----- Information given -----
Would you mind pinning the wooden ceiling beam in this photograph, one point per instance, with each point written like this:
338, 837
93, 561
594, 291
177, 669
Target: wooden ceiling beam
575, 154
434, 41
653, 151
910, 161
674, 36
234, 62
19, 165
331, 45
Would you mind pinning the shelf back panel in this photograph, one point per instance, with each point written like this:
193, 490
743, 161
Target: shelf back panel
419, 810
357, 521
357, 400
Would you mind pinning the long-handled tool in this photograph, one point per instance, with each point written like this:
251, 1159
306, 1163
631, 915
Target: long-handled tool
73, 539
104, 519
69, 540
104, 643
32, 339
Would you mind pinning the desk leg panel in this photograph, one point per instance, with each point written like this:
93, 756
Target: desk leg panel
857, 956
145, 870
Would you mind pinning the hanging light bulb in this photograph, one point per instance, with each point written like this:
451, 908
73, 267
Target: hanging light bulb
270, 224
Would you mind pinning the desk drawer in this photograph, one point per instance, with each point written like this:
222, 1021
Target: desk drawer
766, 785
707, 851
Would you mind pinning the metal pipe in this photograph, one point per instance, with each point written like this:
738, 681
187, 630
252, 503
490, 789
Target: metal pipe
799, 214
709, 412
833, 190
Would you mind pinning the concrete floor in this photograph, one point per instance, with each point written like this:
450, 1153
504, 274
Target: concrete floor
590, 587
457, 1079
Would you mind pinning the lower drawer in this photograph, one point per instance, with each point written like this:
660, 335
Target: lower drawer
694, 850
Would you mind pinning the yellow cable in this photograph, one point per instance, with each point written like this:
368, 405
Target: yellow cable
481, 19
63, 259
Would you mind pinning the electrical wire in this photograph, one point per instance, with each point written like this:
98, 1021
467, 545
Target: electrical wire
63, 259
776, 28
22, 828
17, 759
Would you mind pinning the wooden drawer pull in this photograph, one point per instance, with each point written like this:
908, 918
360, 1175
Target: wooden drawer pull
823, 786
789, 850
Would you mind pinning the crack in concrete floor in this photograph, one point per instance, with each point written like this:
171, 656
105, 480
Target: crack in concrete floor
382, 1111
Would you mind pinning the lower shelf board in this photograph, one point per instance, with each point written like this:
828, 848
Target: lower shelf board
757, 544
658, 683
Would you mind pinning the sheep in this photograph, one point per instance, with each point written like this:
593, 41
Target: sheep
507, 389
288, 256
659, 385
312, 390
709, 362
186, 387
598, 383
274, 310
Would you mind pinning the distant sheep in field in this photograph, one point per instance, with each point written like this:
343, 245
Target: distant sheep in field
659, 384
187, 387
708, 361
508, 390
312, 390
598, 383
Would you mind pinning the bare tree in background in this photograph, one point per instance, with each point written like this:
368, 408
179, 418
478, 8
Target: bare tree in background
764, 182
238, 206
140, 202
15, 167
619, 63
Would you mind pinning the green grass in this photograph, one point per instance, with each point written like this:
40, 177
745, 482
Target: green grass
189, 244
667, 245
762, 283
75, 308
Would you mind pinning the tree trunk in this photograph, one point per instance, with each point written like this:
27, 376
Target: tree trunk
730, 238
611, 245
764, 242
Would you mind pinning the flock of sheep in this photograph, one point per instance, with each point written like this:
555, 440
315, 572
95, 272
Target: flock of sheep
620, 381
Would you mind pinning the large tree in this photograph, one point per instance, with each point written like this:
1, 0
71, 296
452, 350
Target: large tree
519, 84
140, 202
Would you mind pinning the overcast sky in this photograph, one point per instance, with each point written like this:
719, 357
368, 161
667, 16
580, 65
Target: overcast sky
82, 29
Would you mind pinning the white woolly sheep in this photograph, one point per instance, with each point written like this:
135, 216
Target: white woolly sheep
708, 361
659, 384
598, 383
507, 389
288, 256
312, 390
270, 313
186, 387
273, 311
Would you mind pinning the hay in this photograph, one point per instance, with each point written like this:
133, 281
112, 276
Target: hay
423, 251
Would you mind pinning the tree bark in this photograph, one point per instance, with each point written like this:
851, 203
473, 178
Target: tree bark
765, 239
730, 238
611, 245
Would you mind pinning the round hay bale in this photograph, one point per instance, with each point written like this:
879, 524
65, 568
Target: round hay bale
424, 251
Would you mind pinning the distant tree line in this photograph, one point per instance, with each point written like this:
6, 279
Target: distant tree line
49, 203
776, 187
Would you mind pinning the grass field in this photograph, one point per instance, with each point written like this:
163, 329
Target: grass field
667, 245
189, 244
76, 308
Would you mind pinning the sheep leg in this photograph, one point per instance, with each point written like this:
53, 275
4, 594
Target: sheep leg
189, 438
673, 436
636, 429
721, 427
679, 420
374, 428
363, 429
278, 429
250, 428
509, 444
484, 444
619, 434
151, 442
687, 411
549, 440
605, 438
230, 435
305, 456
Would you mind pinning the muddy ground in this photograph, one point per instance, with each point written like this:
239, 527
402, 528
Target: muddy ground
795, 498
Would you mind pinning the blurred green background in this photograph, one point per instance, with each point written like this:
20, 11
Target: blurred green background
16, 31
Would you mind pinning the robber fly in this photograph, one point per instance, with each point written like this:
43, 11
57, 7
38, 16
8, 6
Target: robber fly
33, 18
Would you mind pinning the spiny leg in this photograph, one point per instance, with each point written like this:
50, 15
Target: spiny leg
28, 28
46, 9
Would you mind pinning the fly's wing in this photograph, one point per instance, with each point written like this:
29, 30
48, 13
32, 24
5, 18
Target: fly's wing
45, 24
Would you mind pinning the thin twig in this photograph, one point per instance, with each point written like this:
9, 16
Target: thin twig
-----
Set task:
Find the line that contains "Would you mind pinning the robber" in the listing above. Retype it and every line after it up to the last, exactly, and nothing else.

Correct output:
Would you mind pinning the robber fly in this photograph, one point per instance, with each point written like this:
43, 11
57, 7
38, 16
8, 6
Target: robber fly
33, 18
Would you mind pinning the spiny leg in this photograph, one point per instance, with each point written like this:
50, 15
Target: spiny leg
28, 28
46, 9
Would you mind pinning the fly's wing in this photograph, one point per instance, with each point written like this:
29, 30
48, 13
32, 24
5, 18
Target: fly's wing
45, 24
Would you mind pinning the thin twig in this photograph, one point per instance, with each point written like this:
9, 16
Target: thin twig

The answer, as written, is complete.